Passage to read ->
In late 2022, the U.S. Department of Labor (the "DOL") issued final regulations (the "Final Rules") which address the extent to which ERISA fiduciaries may consider environmental, social and governance ("ESG") factors when making investment decisions and exercising shareholder rights, such as voting proxies, on behalf of ERISA-covered clients. For a detailed discussion of the Final Rules, see here.

Although the Final Rules generally became effective on January 30, 2023, a special investment policy rule applicable to ERISA fiduciaries of pooled investment vehicles holding "plan assets" of more than one ERISA plan (a "Pooled Plan Asset Vehicle") is set to first take effect on December 1, 2023. This special rule might require action in advance of the effective date. Importantly, this special rule does not apply to pooled investment vehicles or accounts that are not subject to ERISA (e.g., a private investment fund that is under the "ERISA 25% limit" or operated as a "venture capital operating company" or "VCOC"). It also generally does not apply to ERISA-covered separately managed accounts or "funds-of-one," other than with respect to such an entity's investment into a Pooled Plan Asset Vehicle.

The special rule portion of the Final Rules provides (in relevant part) as follows:

  • To the extent an investment manager of a Pooled Plan Asset Vehicle is subject to an investment policy statement ("IPS") (which includes any proxy voting policy) that conflicts with another ERISA plan's IPS, the investment manager must reconcile, insofar as possible, those conflicting policies (assuming compliance with each policy would be consistent with ERISA);
  • In the case of proxy voting, to the extent permitted by applicable law, the investment manager must vote (or abstain from voting) the relevant proxies to reflect such policies in proportion to each ERISA plan's economic interest in the Pooled Plan Asset Vehicle; and
  • Such an investment manager may, however, develop its own ERISA-compliant IPS and require participating ERISA plans to accept such IPS, including any proxy voting policy, before they are allowed to invest. In such cases, an independent ERISA plan fiduciary must assess whether such IPS and proxy voting policy are consistent with applicable ERISA requirements before deciding to retain the investment manager.

Exercise instructions ->
**a)** Answer these from the passage on the DOL Final Rules:
(i) What does "ESG" stand for?
(ii) On what date is the special rule for Pooled Plan Asset Vehicles set to first take effect?
(iii) In proxy voting, in proportion to what must the investment manager vote or abstain?
**b)** Transcribe the passage on the DOL Final Rules from the words "Although the Final" up to and including the words "Plan Asset Vehicle.".
The material after this passage stands apart from it.

Record list ->
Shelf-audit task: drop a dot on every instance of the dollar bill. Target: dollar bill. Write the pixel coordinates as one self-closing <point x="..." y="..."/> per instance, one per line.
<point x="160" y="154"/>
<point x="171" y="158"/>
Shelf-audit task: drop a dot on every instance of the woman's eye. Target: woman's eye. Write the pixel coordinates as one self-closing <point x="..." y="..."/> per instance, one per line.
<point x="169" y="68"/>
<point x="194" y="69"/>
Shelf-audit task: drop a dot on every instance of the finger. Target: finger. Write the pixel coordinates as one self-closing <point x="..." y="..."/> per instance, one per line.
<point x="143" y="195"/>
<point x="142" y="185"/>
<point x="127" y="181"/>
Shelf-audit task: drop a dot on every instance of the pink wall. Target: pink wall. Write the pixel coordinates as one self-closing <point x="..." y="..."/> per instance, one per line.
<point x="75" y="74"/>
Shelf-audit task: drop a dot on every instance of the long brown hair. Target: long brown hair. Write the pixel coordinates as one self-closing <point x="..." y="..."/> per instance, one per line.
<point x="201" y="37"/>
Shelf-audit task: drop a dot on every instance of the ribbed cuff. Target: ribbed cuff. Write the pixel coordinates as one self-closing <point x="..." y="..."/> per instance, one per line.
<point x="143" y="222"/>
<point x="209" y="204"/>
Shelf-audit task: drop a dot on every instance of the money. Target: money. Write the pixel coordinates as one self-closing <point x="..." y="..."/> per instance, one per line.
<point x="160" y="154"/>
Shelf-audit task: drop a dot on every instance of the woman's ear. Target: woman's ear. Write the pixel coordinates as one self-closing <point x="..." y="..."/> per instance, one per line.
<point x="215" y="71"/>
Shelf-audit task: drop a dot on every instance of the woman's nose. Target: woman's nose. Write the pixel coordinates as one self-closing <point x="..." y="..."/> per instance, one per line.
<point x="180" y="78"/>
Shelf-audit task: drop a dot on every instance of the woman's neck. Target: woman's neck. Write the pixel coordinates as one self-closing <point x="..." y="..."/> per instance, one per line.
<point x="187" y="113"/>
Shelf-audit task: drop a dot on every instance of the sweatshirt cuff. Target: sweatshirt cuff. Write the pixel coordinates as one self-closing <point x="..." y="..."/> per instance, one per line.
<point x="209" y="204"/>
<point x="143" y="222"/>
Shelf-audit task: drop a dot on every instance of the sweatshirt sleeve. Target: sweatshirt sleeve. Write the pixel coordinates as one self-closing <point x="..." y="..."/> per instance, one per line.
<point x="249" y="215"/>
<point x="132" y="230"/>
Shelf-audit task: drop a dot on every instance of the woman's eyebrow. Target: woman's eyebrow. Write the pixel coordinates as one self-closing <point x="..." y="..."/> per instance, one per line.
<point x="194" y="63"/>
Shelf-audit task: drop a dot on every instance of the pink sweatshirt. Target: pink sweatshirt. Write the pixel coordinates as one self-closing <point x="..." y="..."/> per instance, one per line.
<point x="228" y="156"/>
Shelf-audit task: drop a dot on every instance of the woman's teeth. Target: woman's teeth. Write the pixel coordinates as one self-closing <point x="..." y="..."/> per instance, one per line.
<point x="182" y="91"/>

Answers provided ->
**a)**
(i) Environmental, social and governance.
(ii) December 1, 2023.
(iii) Each ERISA plan's economic interest in the Pooled Plan Asset Vehicle.

**b)**
Although the Final Rules generally became effective on January 30, 2023, a special investment policy rule applicable to ERISA fiduciaries of pooled investment vehicles holding "plan assets" of more than one ERISA plan (a "Pooled Plan Asset Vehicle") is set to first take effect on December 1, 2023. This special rule might require action in advance of the effective date. Importantly, this special rule does not apply to pooled investment vehicles or accounts that are not subject to ERISA (e.g., a private investment fund that is under the "ERISA 25% limit" or operated as a "venture capital operating company" or "VCOC"). It also generally does not apply to ERISA-covered separately managed accounts or "funds-of-one," other than with respect to such an entity's investment into a Pooled Plan Asset Vehicle.